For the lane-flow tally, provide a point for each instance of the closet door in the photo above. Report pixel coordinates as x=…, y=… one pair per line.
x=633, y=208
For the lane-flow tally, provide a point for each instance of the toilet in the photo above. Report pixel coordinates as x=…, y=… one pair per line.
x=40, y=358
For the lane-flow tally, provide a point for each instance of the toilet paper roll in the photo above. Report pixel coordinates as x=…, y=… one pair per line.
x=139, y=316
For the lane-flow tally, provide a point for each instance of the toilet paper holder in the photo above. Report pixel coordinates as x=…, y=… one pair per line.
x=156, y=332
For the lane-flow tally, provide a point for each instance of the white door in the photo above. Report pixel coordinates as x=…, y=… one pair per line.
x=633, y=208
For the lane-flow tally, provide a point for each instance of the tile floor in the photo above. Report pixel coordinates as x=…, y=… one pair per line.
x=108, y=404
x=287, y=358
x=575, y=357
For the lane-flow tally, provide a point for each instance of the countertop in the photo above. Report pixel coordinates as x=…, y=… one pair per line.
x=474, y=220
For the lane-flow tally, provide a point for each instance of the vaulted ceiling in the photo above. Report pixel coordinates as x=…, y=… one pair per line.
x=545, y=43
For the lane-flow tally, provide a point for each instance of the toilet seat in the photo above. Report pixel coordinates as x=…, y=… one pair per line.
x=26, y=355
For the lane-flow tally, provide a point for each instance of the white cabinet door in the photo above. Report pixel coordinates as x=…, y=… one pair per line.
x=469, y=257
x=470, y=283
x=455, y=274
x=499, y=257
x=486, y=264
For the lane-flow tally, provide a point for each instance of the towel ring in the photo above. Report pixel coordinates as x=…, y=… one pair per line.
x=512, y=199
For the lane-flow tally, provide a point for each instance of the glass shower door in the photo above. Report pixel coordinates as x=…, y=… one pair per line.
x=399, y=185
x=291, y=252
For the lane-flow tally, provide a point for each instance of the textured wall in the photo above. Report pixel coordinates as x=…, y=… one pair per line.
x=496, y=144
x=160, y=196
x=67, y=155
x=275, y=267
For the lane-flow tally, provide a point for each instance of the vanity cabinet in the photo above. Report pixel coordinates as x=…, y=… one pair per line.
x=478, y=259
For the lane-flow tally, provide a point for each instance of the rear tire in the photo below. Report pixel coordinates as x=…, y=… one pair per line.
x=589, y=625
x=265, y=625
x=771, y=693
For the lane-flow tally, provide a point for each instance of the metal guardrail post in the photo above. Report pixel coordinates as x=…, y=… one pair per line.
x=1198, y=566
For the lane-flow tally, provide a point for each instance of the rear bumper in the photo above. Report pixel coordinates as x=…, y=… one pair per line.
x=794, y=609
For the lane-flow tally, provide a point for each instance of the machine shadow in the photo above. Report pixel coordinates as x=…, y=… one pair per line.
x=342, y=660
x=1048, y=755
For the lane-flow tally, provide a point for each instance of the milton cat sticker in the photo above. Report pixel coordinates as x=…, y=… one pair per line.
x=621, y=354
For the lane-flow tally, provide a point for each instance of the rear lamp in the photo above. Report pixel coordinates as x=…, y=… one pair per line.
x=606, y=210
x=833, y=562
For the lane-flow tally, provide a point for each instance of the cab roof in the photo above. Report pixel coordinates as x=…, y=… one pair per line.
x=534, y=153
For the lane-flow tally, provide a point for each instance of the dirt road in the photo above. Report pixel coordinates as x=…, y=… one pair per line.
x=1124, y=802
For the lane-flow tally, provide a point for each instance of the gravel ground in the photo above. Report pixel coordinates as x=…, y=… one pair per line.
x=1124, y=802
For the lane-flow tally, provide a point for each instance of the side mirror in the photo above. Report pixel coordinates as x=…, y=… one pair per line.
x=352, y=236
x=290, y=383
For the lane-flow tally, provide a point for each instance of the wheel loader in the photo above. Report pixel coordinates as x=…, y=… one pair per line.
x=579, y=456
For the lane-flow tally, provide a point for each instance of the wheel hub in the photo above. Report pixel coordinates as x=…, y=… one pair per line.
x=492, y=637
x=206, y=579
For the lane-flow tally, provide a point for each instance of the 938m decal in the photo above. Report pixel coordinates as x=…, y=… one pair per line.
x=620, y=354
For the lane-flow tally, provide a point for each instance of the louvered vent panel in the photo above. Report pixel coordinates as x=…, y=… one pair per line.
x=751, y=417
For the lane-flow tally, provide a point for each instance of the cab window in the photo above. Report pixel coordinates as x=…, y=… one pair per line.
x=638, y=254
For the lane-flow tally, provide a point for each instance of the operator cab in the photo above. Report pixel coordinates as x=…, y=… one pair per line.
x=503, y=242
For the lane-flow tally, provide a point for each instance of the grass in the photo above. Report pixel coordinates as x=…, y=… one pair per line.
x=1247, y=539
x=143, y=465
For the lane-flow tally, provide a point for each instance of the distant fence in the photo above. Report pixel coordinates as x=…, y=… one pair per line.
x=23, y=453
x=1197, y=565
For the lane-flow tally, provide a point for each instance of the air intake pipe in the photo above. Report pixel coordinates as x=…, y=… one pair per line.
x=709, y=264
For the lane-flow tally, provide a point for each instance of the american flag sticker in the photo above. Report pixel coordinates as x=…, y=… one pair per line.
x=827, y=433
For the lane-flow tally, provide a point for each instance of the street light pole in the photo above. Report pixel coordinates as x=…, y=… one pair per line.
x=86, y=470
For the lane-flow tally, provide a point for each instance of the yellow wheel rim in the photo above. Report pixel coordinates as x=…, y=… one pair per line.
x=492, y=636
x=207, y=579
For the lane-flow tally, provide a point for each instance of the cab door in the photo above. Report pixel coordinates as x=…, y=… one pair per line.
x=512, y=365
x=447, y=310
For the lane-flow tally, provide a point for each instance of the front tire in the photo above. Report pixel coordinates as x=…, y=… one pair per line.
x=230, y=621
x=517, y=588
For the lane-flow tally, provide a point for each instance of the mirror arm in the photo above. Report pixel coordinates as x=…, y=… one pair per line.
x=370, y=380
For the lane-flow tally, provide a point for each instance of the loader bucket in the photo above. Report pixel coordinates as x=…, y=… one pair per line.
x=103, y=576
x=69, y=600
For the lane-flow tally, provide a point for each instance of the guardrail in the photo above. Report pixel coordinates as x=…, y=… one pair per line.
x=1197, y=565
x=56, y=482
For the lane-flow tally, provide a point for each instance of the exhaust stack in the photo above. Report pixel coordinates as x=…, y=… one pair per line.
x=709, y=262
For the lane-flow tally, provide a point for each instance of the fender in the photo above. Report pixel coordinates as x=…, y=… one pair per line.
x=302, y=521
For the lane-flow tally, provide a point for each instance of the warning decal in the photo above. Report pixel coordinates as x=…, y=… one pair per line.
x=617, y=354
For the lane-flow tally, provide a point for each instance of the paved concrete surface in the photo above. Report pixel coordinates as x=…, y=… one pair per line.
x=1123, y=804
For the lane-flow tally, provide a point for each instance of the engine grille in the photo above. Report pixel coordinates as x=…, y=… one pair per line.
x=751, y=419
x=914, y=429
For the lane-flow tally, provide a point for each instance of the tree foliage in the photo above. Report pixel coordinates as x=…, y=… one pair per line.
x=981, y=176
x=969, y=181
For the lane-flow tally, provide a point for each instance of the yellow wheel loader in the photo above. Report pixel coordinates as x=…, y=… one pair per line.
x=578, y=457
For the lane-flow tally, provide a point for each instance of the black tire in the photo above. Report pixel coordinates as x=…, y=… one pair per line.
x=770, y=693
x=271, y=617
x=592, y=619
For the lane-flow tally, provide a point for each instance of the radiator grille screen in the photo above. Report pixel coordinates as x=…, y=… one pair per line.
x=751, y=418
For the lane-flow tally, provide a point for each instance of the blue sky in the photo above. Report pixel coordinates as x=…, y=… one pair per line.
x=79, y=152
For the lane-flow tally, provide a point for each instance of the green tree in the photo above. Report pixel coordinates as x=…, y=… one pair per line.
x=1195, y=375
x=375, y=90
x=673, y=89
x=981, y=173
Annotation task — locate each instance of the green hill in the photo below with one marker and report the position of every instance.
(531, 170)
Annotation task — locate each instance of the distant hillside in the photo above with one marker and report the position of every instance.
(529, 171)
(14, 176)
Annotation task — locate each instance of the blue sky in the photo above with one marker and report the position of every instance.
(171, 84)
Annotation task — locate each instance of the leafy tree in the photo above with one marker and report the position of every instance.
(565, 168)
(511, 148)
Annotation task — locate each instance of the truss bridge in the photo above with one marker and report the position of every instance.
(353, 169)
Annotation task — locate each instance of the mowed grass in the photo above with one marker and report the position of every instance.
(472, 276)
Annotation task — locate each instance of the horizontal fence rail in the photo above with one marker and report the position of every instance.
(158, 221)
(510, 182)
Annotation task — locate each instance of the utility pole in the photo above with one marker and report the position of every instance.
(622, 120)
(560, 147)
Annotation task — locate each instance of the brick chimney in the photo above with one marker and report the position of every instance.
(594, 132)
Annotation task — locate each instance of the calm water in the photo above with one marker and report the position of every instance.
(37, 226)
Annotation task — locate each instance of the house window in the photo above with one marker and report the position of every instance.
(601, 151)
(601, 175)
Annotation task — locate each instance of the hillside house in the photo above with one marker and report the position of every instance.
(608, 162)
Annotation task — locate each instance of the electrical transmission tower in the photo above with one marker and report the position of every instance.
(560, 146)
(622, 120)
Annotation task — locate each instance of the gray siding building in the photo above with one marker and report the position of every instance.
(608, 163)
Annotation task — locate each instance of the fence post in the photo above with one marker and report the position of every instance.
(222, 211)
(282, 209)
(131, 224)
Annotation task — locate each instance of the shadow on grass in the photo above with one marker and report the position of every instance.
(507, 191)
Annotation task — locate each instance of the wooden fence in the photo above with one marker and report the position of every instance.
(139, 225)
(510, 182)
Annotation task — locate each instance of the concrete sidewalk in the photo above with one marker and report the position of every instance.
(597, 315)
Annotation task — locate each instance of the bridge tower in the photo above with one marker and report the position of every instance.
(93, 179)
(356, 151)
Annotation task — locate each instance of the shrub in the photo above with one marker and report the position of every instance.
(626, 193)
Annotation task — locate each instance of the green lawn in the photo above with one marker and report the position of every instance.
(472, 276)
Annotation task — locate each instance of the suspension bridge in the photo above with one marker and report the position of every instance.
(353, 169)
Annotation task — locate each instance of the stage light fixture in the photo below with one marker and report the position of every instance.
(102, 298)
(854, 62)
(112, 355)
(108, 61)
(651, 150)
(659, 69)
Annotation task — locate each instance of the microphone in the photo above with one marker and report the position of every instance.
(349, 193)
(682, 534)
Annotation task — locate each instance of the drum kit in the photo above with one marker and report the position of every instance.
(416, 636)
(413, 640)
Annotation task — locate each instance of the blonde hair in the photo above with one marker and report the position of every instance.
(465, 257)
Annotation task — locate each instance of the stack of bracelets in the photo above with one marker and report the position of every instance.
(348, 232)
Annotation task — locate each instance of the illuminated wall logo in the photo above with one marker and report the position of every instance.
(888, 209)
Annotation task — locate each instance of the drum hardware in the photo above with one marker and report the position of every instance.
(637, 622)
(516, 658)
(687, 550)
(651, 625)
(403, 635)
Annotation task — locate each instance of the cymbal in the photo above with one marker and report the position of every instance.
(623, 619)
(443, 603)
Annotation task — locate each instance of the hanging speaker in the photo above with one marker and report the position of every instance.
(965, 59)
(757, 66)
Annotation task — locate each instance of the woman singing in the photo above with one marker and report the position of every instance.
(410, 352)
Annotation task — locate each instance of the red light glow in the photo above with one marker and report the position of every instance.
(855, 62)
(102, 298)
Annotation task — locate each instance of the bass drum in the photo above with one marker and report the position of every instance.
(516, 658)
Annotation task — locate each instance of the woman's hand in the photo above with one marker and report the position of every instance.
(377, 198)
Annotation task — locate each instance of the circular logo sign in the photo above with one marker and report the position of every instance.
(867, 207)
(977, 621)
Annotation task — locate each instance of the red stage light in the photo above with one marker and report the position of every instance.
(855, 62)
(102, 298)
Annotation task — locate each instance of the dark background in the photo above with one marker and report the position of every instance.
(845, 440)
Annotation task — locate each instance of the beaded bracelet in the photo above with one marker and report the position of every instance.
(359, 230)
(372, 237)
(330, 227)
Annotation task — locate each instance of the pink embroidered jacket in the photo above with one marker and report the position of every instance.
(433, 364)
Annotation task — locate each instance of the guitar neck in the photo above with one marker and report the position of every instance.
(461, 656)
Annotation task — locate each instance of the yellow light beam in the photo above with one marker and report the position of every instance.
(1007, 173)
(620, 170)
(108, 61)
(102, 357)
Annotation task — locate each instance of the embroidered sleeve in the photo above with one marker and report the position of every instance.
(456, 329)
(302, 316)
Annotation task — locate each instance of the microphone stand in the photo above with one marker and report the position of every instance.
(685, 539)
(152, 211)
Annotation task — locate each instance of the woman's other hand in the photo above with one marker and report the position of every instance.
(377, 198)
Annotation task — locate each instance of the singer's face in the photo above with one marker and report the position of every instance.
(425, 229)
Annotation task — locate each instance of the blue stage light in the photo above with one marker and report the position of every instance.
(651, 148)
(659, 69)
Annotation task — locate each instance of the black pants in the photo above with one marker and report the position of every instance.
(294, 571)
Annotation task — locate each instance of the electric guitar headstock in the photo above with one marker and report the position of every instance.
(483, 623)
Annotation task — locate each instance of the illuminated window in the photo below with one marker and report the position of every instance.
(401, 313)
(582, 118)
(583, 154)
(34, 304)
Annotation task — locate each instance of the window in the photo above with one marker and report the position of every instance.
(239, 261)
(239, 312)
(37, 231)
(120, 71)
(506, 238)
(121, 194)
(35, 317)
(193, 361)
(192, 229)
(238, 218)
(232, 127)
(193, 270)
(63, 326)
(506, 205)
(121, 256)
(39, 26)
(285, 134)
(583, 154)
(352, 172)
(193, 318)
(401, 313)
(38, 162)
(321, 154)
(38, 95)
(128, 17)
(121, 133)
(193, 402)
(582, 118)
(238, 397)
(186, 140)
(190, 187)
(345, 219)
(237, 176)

....

__Written problem__. Can you repeat everything from the line containing "of the metal" down to the line containing "x=794, y=609", swapping "rear bumper" for "front bumper" and leaving the rest unchanged?

__Result of this exercise__.
For the lane-flow tally, provide a point for each instance of the metal guardrail post in the photo above. Report pixel coordinates as x=…, y=… one pair per line.
x=1198, y=566
For the lane-flow tally, provide a point for each instance of the front bumper in the photo above. Report pixel coordinates as x=…, y=… one pair per line.
x=794, y=609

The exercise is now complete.